#### Extract to read:

Kofi hit 7 for 13 from the free throw line. No one is saying that is a fantastic percentage, but his form looks much improved and he appears to be more confident from the line. Against Cincinnati, despite the horrid night for the team overall, Kofi shot a perfect 4 for 4 from the free throw line. It takes time to build confidence. If Kofi is able to shoot 66.7% from the free throw line to go with his usual 65% shooting from the field, he will be quite the efficient scorer for the Illini. Any free throw shooting improvements above and beyond that would be gravy for the Illini. Maybe Kofi can make every night Thanksgiving with continued practice on this skill.

Kofi also revealed a mid-range game, hitting a couple of mid-range jumpers. Again, his form looked good. Defenders having to worry about a Kofi Cockburn who can pull up and hit a jumper have even more to worry about - even more than trying to take a charge against a human freight train as he barrels towards the basket. If they have to consider the fact that if a defender double teams Kofi, he will pass the ball out to his undefended teammate, things get much more difficult for the defense.

Finally, if Kofi hits free throws at roughly a two makes for three attempts ratio, he becomes the nuclear reactor for an Illini offense that will be much harder to cool down the way the Bearcats did on Monday night. There's a lot of incentive for Kofi to keep focusing on honing his skills.

Heat Check #3 - Curbelo Playing within Himself

Andre Curbelo has been trying to become the next Ayo by taking over a game with his scoring. We're not doubting that his heart is in the right place. If I were to give Curbelo any advice, it would be this: Don't be the best Ayo impression that you can be, be the best Andre Curbelo you can be.

What do I mean by this? Ayo won games with his ability to score - particularly down the stretch of games as the pressure ratcheted up. It was great to have a scorer like Ayo. His ability to create his own shot, or to take advantage of the decision to leave him in order to double team Kofi or help when Curbelo beat his man allowed Ayo to score. This stopped teams from going on long runs against the Illini. There weren't very many stretches where opponents outscored the Illini 15-1 (or some other similar type of streaks). Ayo could score well enough to stop that momentum from building. Curbelo doesn't have that skill set. Before someone gets upset, remember Curbelo has his own special set of skills that apply here. He just needs to use them.

Curbelo's ability is to break down his defender, once past his defender, Curbelo forces another defender to come off of their own man to stop Curbelo from driving to the hoop. It is in that moment that Curbelo's skill can provide results similar to Ayo - but in a different fashion.  If a defender comes over to help after Curbelo beats his own man, Andre needs to find the open player. The defense rotates towards the ball to cover for the man that Andre beat initially. Someone must be open. It's Andre's job to identify who is the open man and then get them the ball with a pass that hits them in a fashion that they can shoot the open shot. There are times that Curbelo can get to the basket by himself. If so, by all means make that happen. If not, slay the defense with assists to open Illini teammates.

If Curbelo beats his man, diagnoses who the open man is and he gets the ball to him in the shooting pocket - the open shots will come and opposing scoring streaks will be cut short. Ayo was a magnificent player for the Illini, but he's now becoming a contributor for the Chicago Bulls. His time in the Orange and Blue has come and gone. We need the one and only Andre Curbelo, not the next Ayo Dosunmu to make this Illini team roll. Let's get Andre playing well, it's his time, now.

And before you think I missed it; Plummer seems to be quite a shooter. Let's watch Curbelo's assists shoot up even higher as he gets Alfonso the ball so he can put his marksmanship on display.

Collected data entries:
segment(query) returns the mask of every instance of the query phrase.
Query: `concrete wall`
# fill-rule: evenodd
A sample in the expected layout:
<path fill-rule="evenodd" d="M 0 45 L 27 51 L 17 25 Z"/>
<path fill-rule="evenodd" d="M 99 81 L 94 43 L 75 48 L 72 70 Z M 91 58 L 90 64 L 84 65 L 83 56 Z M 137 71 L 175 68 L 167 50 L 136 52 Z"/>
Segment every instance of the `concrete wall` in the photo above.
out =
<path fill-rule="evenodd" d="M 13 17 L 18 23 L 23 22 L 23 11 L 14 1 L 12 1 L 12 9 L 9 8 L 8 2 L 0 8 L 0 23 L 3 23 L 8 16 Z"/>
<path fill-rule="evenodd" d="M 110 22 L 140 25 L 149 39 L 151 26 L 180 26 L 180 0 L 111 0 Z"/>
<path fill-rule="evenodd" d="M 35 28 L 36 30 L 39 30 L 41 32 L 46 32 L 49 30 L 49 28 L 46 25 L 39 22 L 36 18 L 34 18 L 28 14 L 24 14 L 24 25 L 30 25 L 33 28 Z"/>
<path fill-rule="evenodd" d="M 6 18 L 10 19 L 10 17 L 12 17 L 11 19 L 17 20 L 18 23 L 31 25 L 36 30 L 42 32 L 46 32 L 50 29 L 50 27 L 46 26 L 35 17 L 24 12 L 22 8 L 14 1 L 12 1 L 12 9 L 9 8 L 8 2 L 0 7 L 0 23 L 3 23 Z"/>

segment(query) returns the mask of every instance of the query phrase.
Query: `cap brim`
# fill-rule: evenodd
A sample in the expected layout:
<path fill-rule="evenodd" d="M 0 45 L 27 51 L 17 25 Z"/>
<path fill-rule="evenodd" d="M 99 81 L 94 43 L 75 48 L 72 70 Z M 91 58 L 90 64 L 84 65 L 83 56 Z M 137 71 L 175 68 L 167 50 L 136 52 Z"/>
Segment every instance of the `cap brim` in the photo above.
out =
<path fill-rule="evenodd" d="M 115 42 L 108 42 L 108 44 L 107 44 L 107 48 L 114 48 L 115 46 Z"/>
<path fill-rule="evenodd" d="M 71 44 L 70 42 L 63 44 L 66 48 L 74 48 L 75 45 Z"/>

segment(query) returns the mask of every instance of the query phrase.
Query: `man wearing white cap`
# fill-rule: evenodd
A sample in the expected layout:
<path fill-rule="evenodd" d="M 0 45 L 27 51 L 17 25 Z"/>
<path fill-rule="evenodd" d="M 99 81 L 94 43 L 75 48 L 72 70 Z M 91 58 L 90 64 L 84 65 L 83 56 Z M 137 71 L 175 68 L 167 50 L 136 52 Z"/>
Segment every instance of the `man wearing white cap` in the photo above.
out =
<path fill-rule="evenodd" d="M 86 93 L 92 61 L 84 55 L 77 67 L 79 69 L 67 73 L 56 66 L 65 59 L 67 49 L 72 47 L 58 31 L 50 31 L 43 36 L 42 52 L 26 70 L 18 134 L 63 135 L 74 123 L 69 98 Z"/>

#### Try it:
In the Illini basketball article, write out everything from "If Curbelo beats" down to "his time, now.".

#### Answer to this exercise:
If Curbelo beats his man, diagnoses who the open man is and he gets the ball to him in the shooting pocket - the open shots will come and opposing scoring streaks will be cut short. Ayo was a magnificent player for the Illini, but he's now becoming a contributor for the Chicago Bulls. His time in the Orange and Blue has come and gone. We need the one and only Andre Curbelo, not the next Ayo Dosunmu to make this Illini team roll. Let's get Andre playing well, it's his time, now.